— START OF Task material —

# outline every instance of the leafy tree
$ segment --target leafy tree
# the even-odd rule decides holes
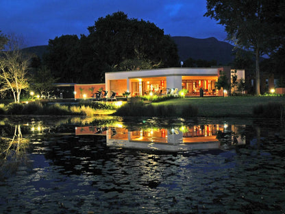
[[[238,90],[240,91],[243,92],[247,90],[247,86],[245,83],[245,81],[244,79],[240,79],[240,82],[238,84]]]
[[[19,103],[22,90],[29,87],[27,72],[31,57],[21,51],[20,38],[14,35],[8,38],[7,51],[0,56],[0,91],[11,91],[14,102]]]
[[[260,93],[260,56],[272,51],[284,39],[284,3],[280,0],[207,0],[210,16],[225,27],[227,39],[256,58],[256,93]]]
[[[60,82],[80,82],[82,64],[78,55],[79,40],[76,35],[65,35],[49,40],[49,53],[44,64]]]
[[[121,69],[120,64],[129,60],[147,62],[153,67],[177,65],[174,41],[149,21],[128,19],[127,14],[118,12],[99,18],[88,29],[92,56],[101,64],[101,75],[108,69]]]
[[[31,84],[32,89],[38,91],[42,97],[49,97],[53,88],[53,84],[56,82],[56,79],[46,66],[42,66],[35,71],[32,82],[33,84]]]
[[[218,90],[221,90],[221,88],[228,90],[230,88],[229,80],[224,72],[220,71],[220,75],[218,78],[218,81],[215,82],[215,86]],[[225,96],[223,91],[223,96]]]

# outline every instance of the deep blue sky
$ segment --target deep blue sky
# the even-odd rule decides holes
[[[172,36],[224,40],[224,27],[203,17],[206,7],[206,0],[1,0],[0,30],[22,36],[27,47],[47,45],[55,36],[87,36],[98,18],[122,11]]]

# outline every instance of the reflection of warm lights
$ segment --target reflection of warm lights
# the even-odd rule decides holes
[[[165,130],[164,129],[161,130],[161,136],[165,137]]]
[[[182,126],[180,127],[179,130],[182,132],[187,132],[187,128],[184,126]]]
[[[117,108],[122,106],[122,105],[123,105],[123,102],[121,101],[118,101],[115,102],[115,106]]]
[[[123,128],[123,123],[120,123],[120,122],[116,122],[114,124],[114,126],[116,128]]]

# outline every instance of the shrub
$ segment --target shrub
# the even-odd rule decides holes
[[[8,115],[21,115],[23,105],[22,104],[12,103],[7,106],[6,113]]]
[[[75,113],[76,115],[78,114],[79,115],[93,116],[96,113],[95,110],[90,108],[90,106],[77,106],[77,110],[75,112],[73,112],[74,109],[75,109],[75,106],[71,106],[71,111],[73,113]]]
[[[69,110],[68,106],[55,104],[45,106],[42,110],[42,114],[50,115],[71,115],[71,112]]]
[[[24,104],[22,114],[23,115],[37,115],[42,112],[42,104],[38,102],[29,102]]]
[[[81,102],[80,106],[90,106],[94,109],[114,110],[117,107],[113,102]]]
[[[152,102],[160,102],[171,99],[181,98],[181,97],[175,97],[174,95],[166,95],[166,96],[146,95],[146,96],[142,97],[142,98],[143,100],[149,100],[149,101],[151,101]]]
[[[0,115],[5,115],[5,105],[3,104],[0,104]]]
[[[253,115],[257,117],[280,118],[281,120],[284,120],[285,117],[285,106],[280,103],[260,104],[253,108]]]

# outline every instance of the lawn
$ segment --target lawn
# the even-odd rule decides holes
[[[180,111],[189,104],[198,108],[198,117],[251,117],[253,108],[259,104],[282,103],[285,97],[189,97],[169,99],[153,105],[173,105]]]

— END OF Task material —
— START OF Task material —

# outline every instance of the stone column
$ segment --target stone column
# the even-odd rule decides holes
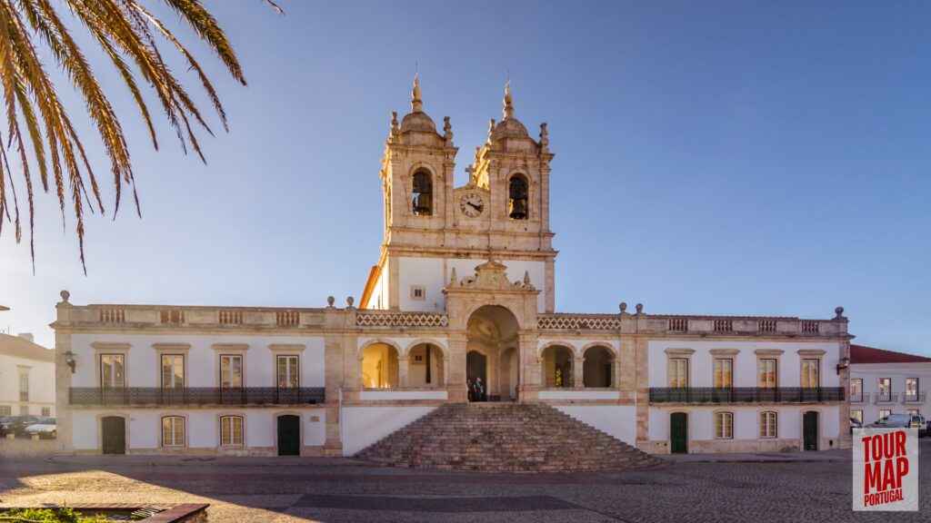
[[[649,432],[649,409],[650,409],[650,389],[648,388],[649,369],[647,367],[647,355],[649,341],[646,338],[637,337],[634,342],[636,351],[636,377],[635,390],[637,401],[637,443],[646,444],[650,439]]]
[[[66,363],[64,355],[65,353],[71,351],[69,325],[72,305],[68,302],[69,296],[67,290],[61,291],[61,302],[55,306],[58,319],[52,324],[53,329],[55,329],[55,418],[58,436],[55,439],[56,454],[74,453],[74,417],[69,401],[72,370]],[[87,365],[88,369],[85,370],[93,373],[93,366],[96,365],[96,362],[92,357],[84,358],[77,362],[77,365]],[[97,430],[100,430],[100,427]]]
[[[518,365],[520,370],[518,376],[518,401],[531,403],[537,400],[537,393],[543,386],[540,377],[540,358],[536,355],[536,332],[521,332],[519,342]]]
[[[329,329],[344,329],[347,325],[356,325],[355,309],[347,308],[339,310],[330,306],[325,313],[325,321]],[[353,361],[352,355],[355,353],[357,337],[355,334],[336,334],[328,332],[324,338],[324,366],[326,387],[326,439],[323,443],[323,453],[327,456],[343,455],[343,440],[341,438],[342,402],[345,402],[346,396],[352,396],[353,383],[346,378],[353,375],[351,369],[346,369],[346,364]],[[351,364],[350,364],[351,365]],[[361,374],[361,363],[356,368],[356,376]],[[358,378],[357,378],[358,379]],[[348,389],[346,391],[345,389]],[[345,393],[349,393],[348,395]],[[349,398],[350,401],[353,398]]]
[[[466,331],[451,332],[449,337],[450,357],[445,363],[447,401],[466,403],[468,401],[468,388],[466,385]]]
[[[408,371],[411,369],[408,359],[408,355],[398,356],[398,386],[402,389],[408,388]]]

— END OF Task material —
— START OF Task material —

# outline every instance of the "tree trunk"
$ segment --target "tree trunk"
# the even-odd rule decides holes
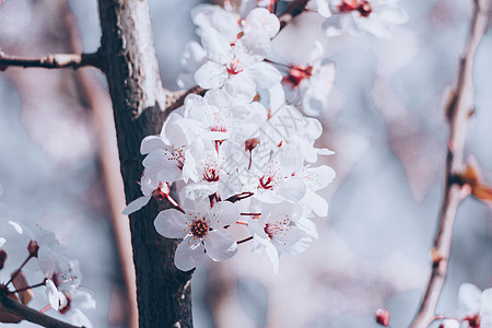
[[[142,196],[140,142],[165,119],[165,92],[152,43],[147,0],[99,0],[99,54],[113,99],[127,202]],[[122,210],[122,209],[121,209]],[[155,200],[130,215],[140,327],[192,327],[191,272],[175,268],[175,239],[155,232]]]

— END OF Task material —

Collect each line in the records above that contains the word "blue". Treat uppercase and lowercase letters as distinct.

# outline every instance of the deep blue sky
$ segment --target deep blue sky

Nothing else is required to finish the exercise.